Top to bottom, every record is to be copied word for word.

### Extracted data

::::

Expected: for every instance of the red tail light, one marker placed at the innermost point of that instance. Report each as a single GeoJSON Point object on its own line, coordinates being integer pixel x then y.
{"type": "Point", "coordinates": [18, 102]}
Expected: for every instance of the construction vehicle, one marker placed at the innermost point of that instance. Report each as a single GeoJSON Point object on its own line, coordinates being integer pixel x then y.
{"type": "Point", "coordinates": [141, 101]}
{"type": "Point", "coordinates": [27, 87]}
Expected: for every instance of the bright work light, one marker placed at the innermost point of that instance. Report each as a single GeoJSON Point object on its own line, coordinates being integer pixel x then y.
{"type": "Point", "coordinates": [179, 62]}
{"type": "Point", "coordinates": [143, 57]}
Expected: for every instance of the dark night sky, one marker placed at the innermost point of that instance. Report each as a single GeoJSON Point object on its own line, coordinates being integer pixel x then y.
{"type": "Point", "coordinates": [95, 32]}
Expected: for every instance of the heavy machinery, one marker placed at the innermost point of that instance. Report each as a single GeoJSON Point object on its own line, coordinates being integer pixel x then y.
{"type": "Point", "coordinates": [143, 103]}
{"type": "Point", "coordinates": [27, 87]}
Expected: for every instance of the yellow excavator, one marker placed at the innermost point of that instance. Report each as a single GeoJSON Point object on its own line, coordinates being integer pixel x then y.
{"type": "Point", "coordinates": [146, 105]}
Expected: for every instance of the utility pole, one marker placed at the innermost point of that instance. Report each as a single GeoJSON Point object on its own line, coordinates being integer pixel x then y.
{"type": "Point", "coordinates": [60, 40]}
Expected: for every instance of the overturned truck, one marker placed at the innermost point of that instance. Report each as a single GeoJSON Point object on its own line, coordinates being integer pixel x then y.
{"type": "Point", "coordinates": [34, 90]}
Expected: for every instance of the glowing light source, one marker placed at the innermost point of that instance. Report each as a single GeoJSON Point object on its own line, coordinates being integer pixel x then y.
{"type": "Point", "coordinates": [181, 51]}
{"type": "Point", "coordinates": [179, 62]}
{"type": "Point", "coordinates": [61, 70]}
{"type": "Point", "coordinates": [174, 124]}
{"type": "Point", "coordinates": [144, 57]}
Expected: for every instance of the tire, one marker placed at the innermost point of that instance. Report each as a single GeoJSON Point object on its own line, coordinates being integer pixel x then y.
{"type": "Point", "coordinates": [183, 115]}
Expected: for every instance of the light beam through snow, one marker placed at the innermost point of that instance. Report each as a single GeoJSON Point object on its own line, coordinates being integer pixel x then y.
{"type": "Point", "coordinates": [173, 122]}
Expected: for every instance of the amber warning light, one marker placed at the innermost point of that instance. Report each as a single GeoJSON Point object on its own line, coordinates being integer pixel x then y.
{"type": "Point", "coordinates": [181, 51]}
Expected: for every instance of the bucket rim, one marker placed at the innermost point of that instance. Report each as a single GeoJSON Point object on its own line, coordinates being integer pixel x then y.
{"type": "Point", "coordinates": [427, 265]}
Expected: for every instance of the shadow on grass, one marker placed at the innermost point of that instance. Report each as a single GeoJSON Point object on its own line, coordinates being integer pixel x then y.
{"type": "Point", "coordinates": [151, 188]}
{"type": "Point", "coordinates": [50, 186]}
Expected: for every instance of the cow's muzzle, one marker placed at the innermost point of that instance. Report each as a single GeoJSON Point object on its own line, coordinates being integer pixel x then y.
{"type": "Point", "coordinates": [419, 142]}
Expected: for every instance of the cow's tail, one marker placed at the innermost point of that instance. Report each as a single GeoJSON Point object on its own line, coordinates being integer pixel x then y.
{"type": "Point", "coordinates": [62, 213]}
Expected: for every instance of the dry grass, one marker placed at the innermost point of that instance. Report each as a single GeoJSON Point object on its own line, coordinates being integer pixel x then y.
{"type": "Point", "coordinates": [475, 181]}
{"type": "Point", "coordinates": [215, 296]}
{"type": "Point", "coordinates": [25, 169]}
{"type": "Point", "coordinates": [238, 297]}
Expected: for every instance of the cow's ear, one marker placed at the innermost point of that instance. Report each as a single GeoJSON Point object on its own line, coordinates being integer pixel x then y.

::::

### Task output
Expected: for every instance of the red tail light, one marker placed at the innermost point of that instance. Report each as a single GeoJSON Point object on its own line, coordinates being integer pixel x then y.
{"type": "Point", "coordinates": [18, 102]}
Expected: for every instance of the construction vehicle, one marker placed at the innermost point of that instance. Report each as a single GeoJSON Point object on its own line, coordinates being integer pixel x then y.
{"type": "Point", "coordinates": [141, 101]}
{"type": "Point", "coordinates": [27, 87]}
Expected: for every instance of the bright work light, one marker placed at the innermost point of that instance. Report each as a single GeoJSON Point object on its own line, coordinates being integer pixel x then y.
{"type": "Point", "coordinates": [179, 62]}
{"type": "Point", "coordinates": [143, 57]}
Expected: for every instance of the dark night sky, one marker placed at the innermost point of that instance. Report each as a single GeoJSON Point object on its own line, coordinates being integer pixel x then y.
{"type": "Point", "coordinates": [95, 32]}
Expected: for every instance of the heavy machinery, one marker placed at the innermost point of that instance. Report each as a single GeoJSON Point object on its own line, coordinates being integer pixel x then y.
{"type": "Point", "coordinates": [143, 103]}
{"type": "Point", "coordinates": [27, 87]}
Expected: for every instance of the yellow excavator, one marker placed at the innermost point of that instance. Report each as a single GeoJSON Point object on its own line, coordinates being integer pixel x then y.
{"type": "Point", "coordinates": [146, 105]}
Expected: for every instance of the utility pole, one marker placed at the innermost point of that instance. Report each as a single GeoJSON Point object on its own line, coordinates being integer pixel x then y.
{"type": "Point", "coordinates": [60, 40]}
Expected: for every instance of the overturned truck, one marker placed at the innermost point of that instance. Report each as a single GeoJSON Point object on its own line, coordinates being integer pixel x then y.
{"type": "Point", "coordinates": [34, 90]}
Expected: for every instance of the glowing light source, one marker placed at the innermost point of that instance. Report each as a single GeoJSON Point object on its own line, coordinates being integer pixel x then y.
{"type": "Point", "coordinates": [181, 51]}
{"type": "Point", "coordinates": [179, 62]}
{"type": "Point", "coordinates": [61, 70]}
{"type": "Point", "coordinates": [174, 124]}
{"type": "Point", "coordinates": [144, 57]}
Expected: for every instance of the tire, one marker placed at the innermost point of that instance. Report each as a single GeoJSON Point object on its own line, coordinates being integer pixel x then y.
{"type": "Point", "coordinates": [183, 115]}
Expected: for every instance of the light beam through snow, one marker placed at the innermost point of that instance. Report each as a single GeoJSON Point object on its own line, coordinates being integer pixel x then y.
{"type": "Point", "coordinates": [173, 122]}
Expected: for every instance of the amber warning light, one marker placed at the innermost point of that instance. Report each as a single GeoJSON Point object on its own line, coordinates being integer pixel x then y.
{"type": "Point", "coordinates": [181, 51]}
Expected: for every instance of the bucket rim, one marker placed at the innermost point of that instance. Report each as a single GeoJSON Point object on its own line, coordinates being integer pixel x then y.
{"type": "Point", "coordinates": [427, 265]}
Expected: for every instance of the shadow on grass, one marker placed at the innermost point of that instance. Report each as a single GeoJSON Point object on its own line, coordinates being integer pixel x then y.
{"type": "Point", "coordinates": [151, 188]}
{"type": "Point", "coordinates": [50, 186]}
Expected: for every instance of the cow's muzzle, one marker placed at the innermost point of that instance. Report each as a single GeoJSON Point object on its own line, coordinates being integer pixel x then y.
{"type": "Point", "coordinates": [419, 142]}
Expected: for every instance of the cow's tail, one marker placed at the innermost point of that instance. Report each as a single GeoJSON Point object on its own line, coordinates being integer pixel x then y.
{"type": "Point", "coordinates": [62, 213]}
Expected: for every instance of the dry grass, one marker placed at the innermost point of that instance. Report each as a single GeoJSON Point object on its own line, coordinates being integer pixel x then y.
{"type": "Point", "coordinates": [475, 181]}
{"type": "Point", "coordinates": [215, 296]}
{"type": "Point", "coordinates": [25, 169]}
{"type": "Point", "coordinates": [238, 297]}
Expected: for every instance of the cow's ear, one marker placed at the innermost point of that instance. Report each as a single GeoJSON Point object on its own line, coordinates being integer pixel x then y.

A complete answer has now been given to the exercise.